## [Supplied passage]
--------------------

As we saw in Chapter 5, the site search can also be used to gather information about the servers and hosts that a target maintains. Using simple reduction techniques, we can quickly get an idea about a target's online presence. Consider the simple example of site:nytimes.com
–site:www.nytimes.com shown in Figure 7.1.

Figure 7.1: Site Reduction Reveals Domain Names

This query effectively locates hosts on the nytimes.com domain other than www.nytimes.com. Just from a first pass, Figure 7.1 shows three hosts: theater.nytimes.com, www2.nytimes.com, salary.nytimes.com and realestate.nytimes.com. These may be hosts, or they may be subdomains. Further investigation would be required to determine this. Also remember to validate your Google results before unleashing your mega-scanner of choice.

intitle:index.of

intitle:index.of
is the universal search for directory listings. Directory listings are chock-full of juicy details, as we saw in Chapter 3. Firing an intitle:index.of query against a target is fast and easy and could produce a killer payoff.

error | warning

As we've seen throughout this book, error messages can reveal a great deal of information about a target. Often overlooked, error messages can provide insight into the application or operating system software a target is running, the architecture of the network the target is on, information about users on the system, and much more. Not only are error messages informative, they are prolific. This query will take some playing with, and is best when combined with a site query. For example, a query of ("for more information" | "not found") (error | warning) returns interesting results, as shown in Figure 7.2.


Figure 7.2: The Word Error Is Very Common in a Document Title

Unfortunately, some error messages don't actually display the word error, as shown in the
SQL located with a query of "access denied for user" "using password" shown in Figure 7.3.


Figure 7.3: Where Errors Hide, Warnings Lurk

This error page reveals usernames, filenames, path information, IP addresses, and line numbers, yet the word error does not occur anywhere on the page. Nearly as prolific as error messages, warning messages can be generated from application programs. In some cases, however, the word warning is specifically written into the text of a page to alert the Web user that something important has happened or is about to happen. Regardless of how they are generated, pages containing these words may be of interest during an assessment, as long as you don't mind teasing out the results a bit.

login | logon

As we'll see in Chapter 8, a login portal is a "front door" to a Web site. Login portals can reveal the software and operating system of a target, and in many cases "self-help" documentation is linked from the main page of a login portal. These documents are designed to assist users who run into problems during the login process. Whether the user has forgotten a password or even a username, this document can provide clues that might help an attacker, or in our case a security tester, gain access to the site.

Many times, documentation linked from login portals lists e-mail addresses, phone numbers, or URLs of human assistants who can help a troubled user regain lost access. These assistants, or help desk operators, are perfect targets for a social engineering attack. Even the smallest security testing team should not be without a social engineering whiz who could talk an Eskimo out of his thermal underwear. The vast majority of all security systems has one common weakest link: a human behind a keyboard. The words login and logon are widely used on the Internet, occurring on millions of pages, as shown in Figure 7.4.


Figure 7.4: login and logon Locate Login Portals

Also common is the phrase login trouble in the text of the page. A phrase like this is designed to steer wayward users who have forgotten their login credentials. This info is of course very valuable to attackers and pen testers alike.

username | userid |
employee.ID | "your username is"

--------------------

(Object pointing dataset rows)
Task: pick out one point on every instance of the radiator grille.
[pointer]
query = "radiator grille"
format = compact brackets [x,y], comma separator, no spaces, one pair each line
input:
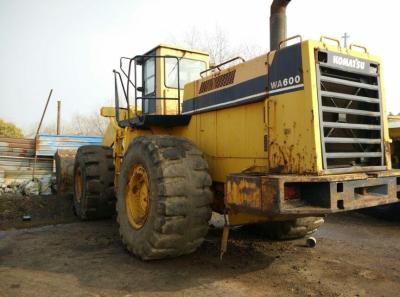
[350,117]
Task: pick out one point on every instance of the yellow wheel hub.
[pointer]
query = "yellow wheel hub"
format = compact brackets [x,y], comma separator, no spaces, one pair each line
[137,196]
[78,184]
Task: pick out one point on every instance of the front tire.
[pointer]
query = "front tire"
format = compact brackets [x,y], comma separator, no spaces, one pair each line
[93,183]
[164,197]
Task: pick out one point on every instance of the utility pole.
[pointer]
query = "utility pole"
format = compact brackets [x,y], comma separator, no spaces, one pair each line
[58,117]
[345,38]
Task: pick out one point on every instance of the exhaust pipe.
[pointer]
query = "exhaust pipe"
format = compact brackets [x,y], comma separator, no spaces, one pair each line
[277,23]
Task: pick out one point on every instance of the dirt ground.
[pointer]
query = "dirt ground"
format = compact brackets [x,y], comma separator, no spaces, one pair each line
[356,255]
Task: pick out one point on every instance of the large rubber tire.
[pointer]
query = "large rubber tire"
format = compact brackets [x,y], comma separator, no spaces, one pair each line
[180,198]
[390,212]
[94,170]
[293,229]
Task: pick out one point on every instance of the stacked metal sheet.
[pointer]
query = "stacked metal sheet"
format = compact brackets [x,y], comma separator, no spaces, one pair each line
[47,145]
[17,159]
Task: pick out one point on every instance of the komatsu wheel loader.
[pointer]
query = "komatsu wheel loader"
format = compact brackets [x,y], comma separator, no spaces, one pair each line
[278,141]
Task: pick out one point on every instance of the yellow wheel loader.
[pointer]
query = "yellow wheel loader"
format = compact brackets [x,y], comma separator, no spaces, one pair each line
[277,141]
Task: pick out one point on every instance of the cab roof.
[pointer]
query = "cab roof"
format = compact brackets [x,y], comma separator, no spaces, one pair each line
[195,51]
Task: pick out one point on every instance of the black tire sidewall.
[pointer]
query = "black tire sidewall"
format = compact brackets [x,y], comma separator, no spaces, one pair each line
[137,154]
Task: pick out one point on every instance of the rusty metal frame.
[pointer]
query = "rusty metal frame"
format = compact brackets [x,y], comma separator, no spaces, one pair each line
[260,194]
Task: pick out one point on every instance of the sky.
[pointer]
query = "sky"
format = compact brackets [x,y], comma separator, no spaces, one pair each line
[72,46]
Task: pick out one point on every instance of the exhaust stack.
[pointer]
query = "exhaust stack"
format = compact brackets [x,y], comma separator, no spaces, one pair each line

--------------------

The passage on search queries describes an error page that does not contain the word error. List every kind of information that page reveals.

Usernames, filenames, path information, IP addresses, and line numbers.